Entries from a set of point annotations
* BEGIN *

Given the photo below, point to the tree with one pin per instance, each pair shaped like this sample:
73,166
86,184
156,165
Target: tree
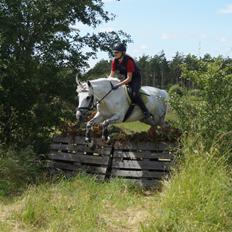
38,56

* END *

_PROBLEM TO WORK ON_:
Give every line of the items above as a Markdown table with the columns No. and Item line, leaving out blank lines and the pictures.

_TASK RESULT_:
| No. | Item line |
|---|---|
| 1 | Given the photo below, point to the tree with one pin per instance, each pair shaped like this sample: |
| 2 | 73,166 |
| 3 | 86,184 |
| 4 | 156,165 |
| 5 | Target: tree |
| 6 | 38,56 |